Description of the task
Copy out every line in the records below that contains the string "large", and treat uppercase and lowercase letters as different.

Material for the task
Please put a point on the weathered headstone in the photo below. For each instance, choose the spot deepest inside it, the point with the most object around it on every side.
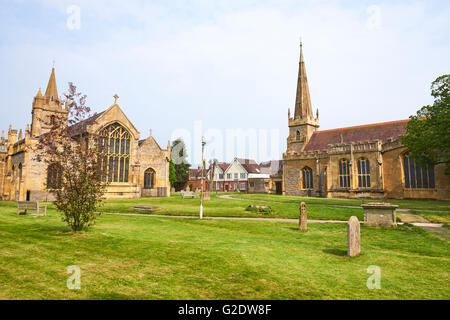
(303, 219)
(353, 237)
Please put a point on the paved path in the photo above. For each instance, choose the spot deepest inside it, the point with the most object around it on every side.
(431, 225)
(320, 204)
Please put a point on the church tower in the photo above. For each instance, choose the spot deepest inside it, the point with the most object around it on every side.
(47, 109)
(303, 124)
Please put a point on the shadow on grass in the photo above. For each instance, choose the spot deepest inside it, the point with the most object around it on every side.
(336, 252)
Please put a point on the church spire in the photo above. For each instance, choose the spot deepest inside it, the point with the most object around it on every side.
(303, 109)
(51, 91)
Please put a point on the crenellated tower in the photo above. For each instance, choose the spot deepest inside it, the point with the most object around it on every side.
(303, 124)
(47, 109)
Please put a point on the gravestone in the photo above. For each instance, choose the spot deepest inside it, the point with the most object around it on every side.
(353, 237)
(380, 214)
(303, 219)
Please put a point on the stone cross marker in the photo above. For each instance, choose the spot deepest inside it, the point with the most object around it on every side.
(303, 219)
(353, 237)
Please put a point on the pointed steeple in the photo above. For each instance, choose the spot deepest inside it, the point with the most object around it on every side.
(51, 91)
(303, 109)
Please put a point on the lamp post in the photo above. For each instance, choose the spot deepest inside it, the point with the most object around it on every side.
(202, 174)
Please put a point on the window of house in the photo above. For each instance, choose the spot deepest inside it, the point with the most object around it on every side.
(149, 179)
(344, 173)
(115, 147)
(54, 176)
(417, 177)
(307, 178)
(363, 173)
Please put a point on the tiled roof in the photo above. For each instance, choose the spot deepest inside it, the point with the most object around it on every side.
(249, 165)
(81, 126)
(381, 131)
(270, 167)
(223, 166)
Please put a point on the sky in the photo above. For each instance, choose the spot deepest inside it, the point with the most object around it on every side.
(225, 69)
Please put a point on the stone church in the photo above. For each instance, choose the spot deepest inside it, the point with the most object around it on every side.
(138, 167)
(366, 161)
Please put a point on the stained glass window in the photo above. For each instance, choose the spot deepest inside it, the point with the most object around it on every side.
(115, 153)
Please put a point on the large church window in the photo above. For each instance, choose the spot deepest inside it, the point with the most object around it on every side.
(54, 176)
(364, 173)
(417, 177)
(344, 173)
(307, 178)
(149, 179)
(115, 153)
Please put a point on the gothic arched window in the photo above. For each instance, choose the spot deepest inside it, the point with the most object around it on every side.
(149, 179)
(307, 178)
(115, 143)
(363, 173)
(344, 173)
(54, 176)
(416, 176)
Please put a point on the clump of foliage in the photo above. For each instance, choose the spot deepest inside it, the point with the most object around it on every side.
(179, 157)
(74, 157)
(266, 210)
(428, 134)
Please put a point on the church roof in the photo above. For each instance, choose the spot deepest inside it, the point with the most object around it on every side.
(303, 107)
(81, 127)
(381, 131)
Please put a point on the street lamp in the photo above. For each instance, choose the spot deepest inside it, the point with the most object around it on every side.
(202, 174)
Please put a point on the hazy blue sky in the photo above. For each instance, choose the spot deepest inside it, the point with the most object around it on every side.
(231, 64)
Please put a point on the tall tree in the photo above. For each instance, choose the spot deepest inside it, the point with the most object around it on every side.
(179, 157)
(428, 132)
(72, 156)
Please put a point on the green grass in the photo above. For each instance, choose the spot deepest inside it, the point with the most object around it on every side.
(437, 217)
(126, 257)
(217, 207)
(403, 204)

...

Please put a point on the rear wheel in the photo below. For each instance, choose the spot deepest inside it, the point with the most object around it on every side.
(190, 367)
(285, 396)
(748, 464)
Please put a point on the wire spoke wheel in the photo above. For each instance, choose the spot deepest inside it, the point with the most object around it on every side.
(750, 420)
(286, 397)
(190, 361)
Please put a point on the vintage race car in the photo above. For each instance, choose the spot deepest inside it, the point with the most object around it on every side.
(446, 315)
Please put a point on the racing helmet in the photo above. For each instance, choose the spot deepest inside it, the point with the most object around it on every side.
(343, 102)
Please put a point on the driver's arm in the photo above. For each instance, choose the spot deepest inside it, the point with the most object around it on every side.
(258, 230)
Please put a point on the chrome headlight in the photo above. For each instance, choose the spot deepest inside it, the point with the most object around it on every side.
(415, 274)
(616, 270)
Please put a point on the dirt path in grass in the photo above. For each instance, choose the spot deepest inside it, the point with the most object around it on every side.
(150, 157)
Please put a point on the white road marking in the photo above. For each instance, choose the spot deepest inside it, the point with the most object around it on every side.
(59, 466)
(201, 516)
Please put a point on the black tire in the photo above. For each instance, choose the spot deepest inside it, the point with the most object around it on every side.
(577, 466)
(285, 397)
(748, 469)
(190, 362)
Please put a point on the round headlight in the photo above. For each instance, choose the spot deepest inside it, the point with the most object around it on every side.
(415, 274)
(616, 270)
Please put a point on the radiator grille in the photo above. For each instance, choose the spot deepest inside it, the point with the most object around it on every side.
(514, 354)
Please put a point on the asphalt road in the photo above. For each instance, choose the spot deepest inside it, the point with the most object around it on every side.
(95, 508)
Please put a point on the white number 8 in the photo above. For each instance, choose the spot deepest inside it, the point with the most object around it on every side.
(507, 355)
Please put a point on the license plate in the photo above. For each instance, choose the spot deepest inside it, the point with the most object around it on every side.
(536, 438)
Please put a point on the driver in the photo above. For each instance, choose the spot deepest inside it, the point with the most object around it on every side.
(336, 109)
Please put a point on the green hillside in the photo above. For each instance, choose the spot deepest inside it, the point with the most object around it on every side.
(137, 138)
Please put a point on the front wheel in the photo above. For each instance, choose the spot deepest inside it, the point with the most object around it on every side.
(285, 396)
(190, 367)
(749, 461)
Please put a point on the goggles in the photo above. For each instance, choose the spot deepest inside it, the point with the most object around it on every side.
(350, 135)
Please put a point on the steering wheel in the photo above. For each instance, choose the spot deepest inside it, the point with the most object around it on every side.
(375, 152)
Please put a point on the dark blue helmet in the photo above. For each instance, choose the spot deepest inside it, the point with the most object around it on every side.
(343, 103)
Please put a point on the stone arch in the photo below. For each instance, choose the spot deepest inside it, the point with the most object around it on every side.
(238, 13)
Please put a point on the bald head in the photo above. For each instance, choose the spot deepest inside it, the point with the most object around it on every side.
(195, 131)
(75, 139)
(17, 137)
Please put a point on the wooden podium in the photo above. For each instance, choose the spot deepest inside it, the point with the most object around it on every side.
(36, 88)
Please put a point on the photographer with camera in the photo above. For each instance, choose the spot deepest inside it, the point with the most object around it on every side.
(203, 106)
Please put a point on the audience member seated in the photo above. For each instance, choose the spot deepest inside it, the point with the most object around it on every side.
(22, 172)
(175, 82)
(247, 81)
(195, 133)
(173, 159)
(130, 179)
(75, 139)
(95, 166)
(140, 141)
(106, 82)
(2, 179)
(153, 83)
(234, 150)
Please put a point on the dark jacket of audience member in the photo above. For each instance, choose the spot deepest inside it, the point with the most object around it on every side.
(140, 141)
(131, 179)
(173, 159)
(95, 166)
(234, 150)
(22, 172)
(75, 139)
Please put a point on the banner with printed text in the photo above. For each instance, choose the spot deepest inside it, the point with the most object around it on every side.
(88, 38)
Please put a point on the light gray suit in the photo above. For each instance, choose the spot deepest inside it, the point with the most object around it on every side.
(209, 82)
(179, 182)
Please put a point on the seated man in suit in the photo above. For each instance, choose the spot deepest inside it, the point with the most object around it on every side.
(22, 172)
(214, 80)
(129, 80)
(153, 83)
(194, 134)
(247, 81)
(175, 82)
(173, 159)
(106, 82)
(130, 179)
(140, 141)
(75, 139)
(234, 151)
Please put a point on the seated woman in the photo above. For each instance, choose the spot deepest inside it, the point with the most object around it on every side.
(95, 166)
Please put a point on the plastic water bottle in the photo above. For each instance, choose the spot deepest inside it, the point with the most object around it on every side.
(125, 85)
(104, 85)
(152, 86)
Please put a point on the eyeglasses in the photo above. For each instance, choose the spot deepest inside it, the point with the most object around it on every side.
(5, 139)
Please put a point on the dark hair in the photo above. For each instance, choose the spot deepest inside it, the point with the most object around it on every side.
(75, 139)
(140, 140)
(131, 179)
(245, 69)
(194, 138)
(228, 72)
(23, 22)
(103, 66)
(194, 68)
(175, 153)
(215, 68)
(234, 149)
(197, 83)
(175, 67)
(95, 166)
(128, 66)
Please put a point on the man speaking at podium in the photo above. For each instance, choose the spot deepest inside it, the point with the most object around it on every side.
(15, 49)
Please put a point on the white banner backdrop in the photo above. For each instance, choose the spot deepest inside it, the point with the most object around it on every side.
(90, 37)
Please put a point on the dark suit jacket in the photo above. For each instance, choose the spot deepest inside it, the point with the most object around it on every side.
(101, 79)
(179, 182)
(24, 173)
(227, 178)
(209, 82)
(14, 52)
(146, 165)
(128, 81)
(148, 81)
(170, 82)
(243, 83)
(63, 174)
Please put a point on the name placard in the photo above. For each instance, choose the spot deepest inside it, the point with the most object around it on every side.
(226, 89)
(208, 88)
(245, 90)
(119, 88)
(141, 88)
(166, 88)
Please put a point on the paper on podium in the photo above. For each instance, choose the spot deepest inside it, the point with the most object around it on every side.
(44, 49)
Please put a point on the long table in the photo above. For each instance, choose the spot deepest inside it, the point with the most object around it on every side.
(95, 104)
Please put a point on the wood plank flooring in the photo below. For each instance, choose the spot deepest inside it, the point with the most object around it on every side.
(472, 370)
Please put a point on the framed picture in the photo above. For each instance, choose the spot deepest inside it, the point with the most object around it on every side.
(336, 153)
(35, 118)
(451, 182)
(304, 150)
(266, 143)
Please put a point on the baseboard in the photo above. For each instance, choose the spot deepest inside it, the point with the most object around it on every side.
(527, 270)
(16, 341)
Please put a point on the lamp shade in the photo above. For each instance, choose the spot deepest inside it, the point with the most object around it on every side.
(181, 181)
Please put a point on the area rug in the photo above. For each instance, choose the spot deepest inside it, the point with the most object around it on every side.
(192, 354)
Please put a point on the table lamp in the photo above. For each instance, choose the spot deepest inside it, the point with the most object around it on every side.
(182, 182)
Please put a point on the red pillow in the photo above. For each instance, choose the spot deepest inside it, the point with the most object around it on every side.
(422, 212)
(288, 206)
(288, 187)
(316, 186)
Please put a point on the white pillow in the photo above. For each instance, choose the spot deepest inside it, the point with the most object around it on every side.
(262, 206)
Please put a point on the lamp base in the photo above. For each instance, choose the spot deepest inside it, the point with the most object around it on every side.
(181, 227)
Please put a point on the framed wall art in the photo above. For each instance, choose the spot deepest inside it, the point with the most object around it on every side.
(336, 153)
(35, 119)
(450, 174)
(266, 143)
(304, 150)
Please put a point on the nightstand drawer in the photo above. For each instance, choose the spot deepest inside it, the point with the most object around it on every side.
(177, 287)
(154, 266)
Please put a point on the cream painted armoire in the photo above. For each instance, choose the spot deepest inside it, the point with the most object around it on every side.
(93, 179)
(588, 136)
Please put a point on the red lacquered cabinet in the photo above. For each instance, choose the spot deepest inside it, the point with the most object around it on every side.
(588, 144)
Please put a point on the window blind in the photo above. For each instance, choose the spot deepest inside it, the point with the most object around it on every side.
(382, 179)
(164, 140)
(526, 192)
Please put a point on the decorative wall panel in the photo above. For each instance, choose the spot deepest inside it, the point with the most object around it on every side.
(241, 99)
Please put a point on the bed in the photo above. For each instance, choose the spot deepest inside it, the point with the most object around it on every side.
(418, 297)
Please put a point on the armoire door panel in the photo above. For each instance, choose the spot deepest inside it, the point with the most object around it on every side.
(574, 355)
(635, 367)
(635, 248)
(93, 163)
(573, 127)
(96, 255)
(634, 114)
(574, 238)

---

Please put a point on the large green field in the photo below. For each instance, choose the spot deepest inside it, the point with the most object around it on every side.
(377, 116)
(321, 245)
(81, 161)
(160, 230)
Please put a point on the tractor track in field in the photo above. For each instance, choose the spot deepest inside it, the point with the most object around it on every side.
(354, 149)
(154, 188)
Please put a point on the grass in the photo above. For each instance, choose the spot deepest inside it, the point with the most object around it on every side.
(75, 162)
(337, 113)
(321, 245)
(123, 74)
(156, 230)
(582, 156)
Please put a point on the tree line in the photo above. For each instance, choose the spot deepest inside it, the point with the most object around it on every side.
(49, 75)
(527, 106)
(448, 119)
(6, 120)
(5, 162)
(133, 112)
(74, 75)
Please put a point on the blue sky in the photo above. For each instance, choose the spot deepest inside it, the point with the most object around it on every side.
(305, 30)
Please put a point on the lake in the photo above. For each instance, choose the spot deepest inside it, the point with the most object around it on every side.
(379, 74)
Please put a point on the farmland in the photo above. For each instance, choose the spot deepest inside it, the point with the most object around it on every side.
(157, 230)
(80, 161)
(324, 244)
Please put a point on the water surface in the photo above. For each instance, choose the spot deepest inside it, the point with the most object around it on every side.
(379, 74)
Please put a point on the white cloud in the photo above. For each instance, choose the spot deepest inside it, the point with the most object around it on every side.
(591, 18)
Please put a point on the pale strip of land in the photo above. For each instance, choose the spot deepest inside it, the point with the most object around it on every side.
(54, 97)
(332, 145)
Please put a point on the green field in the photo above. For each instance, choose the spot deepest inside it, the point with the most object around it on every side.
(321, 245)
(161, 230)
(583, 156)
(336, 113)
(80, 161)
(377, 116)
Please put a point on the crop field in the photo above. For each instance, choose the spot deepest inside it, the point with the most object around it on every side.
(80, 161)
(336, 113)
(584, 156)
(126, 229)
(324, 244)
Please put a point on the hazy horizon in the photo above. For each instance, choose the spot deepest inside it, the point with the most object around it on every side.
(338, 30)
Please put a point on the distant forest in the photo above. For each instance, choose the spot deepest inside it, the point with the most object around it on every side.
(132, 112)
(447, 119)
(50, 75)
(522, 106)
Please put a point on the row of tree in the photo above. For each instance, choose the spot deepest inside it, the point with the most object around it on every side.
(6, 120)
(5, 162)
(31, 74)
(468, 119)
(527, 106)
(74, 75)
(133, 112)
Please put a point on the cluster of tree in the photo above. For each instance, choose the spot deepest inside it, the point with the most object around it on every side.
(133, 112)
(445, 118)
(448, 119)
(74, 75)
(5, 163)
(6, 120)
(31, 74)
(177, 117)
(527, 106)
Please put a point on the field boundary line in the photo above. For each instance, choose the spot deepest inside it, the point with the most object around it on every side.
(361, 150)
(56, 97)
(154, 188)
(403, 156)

Result below
Please put a point on the large church window in the photo above. For each instance, choose the spot deepest inside it, the point with the most object around it on every side.
Please put a point on the large green field in the photo below. For each instance, choose the spot deepest inside it, the point with the most object around it on every side.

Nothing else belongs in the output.